It’s a Kiwi tradition fraught with outrage, red tape and injury. It’s also really bloody fun. Alex Casey takes a look back at the evolution of the lolly scramble in New Zealand.
Legend tells of an impromptu lolly scramble that rocked the Wellington art scene in a matter of seconds. The year was 2003, and the week-long installation at an unnamed gallery had attracted a decent opening night crowd. The free sauvignon blanc was flowing, the live band was grooving and the room was abuzz with conversation. Bags of lollies were discreetly handed out to a choice few patrons. The crowd didn’t know what was, literally, about to hit them. From every angle. At speed.
“I thought a lolly scramble might be a good way to enliven the space that night,” the unnamed artist recalled. “Unfortunately it backfired.” As the first rock-hard wrapped lollies careened through the air without warning, they appeared to activate a primal fight or flight response from the people in the room. “It didn’t really turn out to be the scenario I had imagined… people grabbed more bags of sweets and really pelted them out hard so that they bounced off walls and into the crowd. It got out of control I think.”
The room quickly emptied, leaving only unwanted Fruit Bursts and Milkshakes scattered across the floor.

### Dataset records
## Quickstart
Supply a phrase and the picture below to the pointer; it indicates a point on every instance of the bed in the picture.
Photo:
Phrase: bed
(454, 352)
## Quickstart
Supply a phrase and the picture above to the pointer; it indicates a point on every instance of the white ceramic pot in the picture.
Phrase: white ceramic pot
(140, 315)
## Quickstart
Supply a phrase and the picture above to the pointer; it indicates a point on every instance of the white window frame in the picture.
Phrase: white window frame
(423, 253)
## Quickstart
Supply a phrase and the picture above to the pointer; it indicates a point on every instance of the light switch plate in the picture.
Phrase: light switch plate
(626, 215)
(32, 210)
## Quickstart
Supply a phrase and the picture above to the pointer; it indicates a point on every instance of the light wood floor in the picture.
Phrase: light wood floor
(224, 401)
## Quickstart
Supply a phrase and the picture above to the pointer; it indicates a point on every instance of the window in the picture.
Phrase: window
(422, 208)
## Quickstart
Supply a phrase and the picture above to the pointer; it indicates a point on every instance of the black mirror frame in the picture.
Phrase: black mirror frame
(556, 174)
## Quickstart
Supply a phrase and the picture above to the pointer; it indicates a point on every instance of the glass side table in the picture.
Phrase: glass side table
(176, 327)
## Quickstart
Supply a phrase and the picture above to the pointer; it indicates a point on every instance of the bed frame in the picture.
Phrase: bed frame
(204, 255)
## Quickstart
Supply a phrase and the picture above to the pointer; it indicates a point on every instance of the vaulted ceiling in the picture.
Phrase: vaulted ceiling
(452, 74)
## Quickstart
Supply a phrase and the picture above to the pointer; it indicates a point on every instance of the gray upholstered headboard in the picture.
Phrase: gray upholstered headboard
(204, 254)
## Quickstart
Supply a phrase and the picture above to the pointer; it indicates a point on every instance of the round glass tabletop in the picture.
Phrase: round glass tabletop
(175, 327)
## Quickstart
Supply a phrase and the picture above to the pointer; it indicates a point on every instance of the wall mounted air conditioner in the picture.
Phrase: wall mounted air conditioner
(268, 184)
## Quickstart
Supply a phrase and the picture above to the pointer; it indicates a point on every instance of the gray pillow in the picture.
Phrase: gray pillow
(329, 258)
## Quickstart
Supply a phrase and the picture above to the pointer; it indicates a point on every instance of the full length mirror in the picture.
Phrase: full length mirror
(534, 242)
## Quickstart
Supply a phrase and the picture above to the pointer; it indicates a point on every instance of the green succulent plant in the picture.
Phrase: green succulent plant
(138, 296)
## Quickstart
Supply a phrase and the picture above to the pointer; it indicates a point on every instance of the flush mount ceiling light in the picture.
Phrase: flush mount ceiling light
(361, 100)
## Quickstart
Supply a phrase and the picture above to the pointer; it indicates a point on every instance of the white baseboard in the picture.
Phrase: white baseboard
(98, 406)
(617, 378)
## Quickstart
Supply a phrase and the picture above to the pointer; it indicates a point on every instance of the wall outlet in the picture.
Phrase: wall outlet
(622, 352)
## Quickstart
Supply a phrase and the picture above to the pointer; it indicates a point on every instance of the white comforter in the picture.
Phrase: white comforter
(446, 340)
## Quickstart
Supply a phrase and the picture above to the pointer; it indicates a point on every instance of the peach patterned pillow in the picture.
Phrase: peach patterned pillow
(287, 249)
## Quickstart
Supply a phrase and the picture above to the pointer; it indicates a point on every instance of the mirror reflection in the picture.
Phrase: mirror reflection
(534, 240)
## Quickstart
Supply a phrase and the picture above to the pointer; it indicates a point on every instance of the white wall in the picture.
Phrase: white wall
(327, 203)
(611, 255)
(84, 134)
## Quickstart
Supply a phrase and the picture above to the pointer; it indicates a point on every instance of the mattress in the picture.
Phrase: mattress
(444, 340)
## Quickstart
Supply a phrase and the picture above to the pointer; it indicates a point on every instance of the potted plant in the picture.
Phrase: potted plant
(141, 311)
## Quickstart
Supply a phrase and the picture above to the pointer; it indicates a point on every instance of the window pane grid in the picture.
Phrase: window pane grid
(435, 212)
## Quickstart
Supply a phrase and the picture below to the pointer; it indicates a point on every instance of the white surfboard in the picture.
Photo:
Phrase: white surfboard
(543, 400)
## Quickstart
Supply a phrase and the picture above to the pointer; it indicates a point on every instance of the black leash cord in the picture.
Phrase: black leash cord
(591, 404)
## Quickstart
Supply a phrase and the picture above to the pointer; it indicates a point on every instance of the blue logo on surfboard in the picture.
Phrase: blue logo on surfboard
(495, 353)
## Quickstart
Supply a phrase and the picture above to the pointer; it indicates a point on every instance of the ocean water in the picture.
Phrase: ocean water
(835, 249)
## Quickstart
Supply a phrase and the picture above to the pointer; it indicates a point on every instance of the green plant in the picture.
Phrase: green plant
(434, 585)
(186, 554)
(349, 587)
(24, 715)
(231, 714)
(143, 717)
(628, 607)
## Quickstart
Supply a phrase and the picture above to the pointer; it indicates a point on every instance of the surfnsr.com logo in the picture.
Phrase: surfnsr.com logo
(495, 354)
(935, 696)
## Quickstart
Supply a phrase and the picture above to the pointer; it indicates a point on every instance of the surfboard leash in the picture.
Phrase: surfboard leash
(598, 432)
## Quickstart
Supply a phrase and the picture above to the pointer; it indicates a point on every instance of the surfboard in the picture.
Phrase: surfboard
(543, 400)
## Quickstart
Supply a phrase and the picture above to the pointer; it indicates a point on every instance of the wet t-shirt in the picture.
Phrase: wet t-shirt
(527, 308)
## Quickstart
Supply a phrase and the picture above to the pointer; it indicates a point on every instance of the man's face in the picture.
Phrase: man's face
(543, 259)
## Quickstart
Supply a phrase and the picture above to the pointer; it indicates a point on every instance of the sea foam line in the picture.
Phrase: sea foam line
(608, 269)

### Required tasks
A - List each line of the rows above that contains the word "water".
B - Continue the article on the New Zealand lolly scramble tradition, picking up right after its last sentence.

### Answers to the tasks
A -
Supply a phrase and the picture above to the pointer; it indicates a point on every instance of the ocean water in the picture.
Phrase: ocean water

B -
Lolly scrambles have a rich social history here in New Zealand. Since the late 1800s, birthday parties, A&P shows, fairs, prize-givings, fundraisers, sports events and Christmas parades have all featured the chaotic ritual as a highlight. The premise is simple: an adult releases a large amount of lollies into the air and a group of children go absolutely feral trying to pick up as many as they can. It’s a piñata without the admin. A treasure hunt without much of a hunt.
According to historian David Green, the earliest recorded New Zealand lolly scramble features in an 1870 article recapping a picnic in the Taieri Plains held by the Ancient Order of Foresters. “A ‘lolly scramble’ was entered into with great zest by the youngsters,” the article reads, “who were lavish in their praises to the Foresters and hoped that the pic-nic would come oftener.” Green notes the quote marks around ‘lolly scramble’ – a clue that the term was unfamiliar at the time.
But where did that early impulse to scramble come from? And why lollies? Green says it was most likely cultivated here, rather than imported from the UK. “Sweets were a luxury until the 19th century, when new technology made it possible to mass-produce. Before then, they would have been too expensive to chuck about in large numbers.” There are records of nut scrambles also taking place here in the 1880s, which likely stemmed from the British tradition of giving fruit or nuts to children on special occasions.
Scrambling also served a crucial social function. The second half of the 19th century saw children’s lives become much more regimented, says Green, as society looked for new ways to control their unruly young. That dry-buzz structure came in the form of compulsory education, Sunday school and organised sports, leaving anarchic moments like a lolly scramble as what Green calls the ‘carrot’ dangling at the end of a life of ‘stick’.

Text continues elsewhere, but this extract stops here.